+++ Extracted entries +++

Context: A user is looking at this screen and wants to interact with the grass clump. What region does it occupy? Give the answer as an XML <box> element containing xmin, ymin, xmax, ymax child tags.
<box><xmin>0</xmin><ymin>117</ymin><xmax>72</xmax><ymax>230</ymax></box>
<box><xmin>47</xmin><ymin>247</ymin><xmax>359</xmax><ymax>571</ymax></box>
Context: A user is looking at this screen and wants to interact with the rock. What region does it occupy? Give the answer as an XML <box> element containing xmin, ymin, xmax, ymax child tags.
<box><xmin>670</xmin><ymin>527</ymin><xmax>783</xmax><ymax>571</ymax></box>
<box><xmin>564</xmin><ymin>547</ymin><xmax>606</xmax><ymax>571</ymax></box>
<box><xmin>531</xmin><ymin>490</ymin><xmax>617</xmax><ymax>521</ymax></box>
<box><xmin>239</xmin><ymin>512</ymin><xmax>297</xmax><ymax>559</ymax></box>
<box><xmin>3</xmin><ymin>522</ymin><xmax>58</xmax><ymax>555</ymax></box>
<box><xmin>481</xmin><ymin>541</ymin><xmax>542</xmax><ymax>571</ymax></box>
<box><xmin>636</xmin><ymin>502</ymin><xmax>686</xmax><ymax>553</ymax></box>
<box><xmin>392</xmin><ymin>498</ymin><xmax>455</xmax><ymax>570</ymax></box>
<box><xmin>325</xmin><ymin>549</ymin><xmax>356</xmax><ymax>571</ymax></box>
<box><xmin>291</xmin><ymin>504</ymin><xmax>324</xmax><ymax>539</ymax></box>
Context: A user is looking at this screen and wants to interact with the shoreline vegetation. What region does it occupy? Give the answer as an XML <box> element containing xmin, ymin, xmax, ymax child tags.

+++
+++ Extracted entries +++

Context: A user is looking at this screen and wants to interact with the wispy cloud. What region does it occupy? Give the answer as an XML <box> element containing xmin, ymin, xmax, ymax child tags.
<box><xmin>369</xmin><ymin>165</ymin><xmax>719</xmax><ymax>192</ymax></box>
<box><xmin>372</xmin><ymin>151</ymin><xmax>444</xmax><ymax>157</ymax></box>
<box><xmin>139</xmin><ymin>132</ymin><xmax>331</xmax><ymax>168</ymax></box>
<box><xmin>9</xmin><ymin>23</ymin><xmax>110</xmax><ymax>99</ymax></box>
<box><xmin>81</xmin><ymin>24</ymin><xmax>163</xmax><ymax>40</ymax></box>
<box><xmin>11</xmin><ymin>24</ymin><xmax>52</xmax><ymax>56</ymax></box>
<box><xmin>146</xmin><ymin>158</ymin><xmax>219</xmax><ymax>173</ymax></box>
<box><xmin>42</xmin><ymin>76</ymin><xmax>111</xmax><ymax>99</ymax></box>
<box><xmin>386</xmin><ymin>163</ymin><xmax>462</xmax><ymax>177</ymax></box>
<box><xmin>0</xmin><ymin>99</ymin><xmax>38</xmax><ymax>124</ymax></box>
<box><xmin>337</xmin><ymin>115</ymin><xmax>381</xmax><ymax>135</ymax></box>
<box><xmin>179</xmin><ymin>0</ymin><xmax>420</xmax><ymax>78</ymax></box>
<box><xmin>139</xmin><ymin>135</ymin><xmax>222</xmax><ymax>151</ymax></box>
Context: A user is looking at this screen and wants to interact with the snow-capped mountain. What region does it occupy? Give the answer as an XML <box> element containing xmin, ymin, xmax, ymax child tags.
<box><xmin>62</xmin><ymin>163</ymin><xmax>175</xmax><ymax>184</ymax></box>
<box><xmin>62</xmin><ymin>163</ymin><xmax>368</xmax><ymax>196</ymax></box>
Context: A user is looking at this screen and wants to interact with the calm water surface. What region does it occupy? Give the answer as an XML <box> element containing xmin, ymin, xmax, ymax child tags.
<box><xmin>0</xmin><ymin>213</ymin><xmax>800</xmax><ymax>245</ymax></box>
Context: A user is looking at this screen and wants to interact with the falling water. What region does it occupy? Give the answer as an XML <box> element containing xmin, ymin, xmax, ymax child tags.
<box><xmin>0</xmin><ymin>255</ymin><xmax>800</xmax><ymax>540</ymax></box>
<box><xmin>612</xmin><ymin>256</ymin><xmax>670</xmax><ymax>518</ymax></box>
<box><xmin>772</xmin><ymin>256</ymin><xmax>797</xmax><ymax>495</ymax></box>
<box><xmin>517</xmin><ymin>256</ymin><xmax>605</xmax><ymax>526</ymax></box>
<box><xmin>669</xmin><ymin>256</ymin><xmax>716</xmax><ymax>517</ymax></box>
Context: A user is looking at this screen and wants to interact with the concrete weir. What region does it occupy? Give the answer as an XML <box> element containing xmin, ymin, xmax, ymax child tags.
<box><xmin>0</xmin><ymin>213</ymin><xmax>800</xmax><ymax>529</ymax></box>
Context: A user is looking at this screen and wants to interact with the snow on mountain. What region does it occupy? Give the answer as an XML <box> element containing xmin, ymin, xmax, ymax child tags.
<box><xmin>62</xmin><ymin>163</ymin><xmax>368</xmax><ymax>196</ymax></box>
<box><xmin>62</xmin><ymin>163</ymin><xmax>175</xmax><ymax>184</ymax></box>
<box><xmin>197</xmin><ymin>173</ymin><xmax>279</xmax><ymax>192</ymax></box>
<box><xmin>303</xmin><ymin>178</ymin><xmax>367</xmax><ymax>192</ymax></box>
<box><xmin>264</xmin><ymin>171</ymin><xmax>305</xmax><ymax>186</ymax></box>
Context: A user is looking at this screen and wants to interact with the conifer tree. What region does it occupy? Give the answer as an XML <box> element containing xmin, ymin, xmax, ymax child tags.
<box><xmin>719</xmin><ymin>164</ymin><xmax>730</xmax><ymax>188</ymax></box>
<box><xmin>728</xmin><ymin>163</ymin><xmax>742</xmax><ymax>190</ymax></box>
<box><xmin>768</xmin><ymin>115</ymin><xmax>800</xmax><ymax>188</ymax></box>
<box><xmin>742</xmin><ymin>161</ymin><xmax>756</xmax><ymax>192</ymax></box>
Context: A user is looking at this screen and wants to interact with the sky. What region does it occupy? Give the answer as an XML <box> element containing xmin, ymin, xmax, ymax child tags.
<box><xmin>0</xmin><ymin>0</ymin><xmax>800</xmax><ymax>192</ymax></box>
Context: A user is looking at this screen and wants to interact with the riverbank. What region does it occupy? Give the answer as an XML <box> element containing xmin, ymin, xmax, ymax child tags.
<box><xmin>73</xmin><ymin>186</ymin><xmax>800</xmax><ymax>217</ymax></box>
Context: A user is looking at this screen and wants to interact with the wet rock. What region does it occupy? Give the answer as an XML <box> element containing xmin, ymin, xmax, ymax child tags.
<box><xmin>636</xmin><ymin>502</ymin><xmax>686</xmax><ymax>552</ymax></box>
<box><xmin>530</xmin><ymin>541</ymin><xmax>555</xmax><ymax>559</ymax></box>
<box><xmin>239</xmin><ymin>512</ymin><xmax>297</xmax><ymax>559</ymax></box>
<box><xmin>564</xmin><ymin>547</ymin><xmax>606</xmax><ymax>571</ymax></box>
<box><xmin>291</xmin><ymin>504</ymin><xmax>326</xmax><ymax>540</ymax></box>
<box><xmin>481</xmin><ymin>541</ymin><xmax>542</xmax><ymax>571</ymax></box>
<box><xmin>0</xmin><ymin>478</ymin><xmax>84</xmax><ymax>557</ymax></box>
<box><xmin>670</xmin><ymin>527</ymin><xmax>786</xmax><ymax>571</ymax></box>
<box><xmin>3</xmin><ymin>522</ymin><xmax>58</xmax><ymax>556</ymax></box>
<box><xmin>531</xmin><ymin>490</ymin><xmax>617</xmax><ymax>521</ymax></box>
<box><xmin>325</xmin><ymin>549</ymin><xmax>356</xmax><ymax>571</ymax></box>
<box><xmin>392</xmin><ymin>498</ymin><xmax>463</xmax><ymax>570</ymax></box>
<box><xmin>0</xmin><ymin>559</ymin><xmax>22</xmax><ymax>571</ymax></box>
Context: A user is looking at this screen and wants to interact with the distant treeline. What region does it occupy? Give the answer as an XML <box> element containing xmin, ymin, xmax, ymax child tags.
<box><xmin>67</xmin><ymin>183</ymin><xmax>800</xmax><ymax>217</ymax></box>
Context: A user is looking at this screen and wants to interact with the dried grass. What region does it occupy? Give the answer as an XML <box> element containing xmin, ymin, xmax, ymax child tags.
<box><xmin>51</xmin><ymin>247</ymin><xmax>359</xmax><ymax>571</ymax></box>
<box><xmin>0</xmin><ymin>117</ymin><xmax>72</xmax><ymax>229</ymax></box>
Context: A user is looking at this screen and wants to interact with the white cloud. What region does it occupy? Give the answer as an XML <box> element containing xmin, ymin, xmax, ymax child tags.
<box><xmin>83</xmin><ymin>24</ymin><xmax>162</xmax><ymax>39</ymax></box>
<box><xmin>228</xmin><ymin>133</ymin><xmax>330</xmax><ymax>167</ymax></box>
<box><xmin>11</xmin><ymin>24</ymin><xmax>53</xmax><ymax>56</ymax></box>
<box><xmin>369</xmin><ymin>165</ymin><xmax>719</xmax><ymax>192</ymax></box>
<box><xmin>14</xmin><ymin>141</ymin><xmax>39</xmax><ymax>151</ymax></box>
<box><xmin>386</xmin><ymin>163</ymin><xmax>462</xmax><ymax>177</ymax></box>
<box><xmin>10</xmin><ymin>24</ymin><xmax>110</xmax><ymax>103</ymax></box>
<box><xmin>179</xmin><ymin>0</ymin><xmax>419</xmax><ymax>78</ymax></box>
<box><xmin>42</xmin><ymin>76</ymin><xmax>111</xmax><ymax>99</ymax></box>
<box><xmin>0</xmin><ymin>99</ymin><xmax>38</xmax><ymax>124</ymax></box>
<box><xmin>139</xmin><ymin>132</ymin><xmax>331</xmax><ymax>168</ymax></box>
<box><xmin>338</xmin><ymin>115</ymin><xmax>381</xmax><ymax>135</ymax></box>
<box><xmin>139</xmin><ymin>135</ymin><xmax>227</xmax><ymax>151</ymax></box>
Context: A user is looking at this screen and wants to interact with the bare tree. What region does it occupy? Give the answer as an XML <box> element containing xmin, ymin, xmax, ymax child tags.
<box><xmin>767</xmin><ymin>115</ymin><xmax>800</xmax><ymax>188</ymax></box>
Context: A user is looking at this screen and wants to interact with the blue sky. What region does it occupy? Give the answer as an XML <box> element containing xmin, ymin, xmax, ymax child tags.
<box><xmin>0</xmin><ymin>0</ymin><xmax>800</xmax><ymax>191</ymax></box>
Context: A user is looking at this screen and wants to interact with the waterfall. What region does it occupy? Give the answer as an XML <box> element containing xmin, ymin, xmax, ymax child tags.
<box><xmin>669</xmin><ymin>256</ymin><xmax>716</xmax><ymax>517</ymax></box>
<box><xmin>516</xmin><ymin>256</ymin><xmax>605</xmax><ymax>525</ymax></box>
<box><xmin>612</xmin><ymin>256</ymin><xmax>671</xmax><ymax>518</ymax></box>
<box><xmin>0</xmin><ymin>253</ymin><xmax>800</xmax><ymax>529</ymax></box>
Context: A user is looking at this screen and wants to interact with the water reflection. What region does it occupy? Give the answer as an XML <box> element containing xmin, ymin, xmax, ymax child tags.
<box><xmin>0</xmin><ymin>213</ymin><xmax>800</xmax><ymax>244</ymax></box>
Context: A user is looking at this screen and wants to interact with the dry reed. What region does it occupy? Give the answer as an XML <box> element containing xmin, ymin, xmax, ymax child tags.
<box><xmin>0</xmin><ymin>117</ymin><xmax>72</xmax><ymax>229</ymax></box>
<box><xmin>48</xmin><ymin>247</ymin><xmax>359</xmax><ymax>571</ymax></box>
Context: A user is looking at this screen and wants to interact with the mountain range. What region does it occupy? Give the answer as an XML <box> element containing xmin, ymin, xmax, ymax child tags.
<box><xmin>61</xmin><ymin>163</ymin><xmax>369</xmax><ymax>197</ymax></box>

+++

**What you need to do**
Write out the lines of the records above, beginning with the line that contains "with the grass" and continuing through the line that contains "with the shoreline", with both of those lines included.

**Result of this exercise**
Context: A user is looking at this screen and wants to interact with the grass clump. What region does it occupy? Give the answer as an XML <box> element containing xmin, ymin, xmax, ymax child tags.
<box><xmin>0</xmin><ymin>117</ymin><xmax>72</xmax><ymax>230</ymax></box>
<box><xmin>47</xmin><ymin>247</ymin><xmax>359</xmax><ymax>571</ymax></box>
Context: A user is looking at this screen and wants to interact with the rock. What region does it occupy? Give the answer as an XML <box> element containing xmin, ymin, xmax, ymax child tags.
<box><xmin>670</xmin><ymin>527</ymin><xmax>783</xmax><ymax>571</ymax></box>
<box><xmin>564</xmin><ymin>547</ymin><xmax>606</xmax><ymax>571</ymax></box>
<box><xmin>531</xmin><ymin>490</ymin><xmax>617</xmax><ymax>521</ymax></box>
<box><xmin>239</xmin><ymin>512</ymin><xmax>297</xmax><ymax>559</ymax></box>
<box><xmin>3</xmin><ymin>522</ymin><xmax>58</xmax><ymax>555</ymax></box>
<box><xmin>481</xmin><ymin>541</ymin><xmax>542</xmax><ymax>571</ymax></box>
<box><xmin>636</xmin><ymin>502</ymin><xmax>686</xmax><ymax>553</ymax></box>
<box><xmin>392</xmin><ymin>498</ymin><xmax>455</xmax><ymax>570</ymax></box>
<box><xmin>325</xmin><ymin>549</ymin><xmax>356</xmax><ymax>571</ymax></box>
<box><xmin>291</xmin><ymin>504</ymin><xmax>324</xmax><ymax>539</ymax></box>
Context: A user is looking at this screen and wants to interact with the shoreline vegetation. What region does it occupy? Give the answer as an XML <box> element containing xmin, ymin, xmax, ymax child tags.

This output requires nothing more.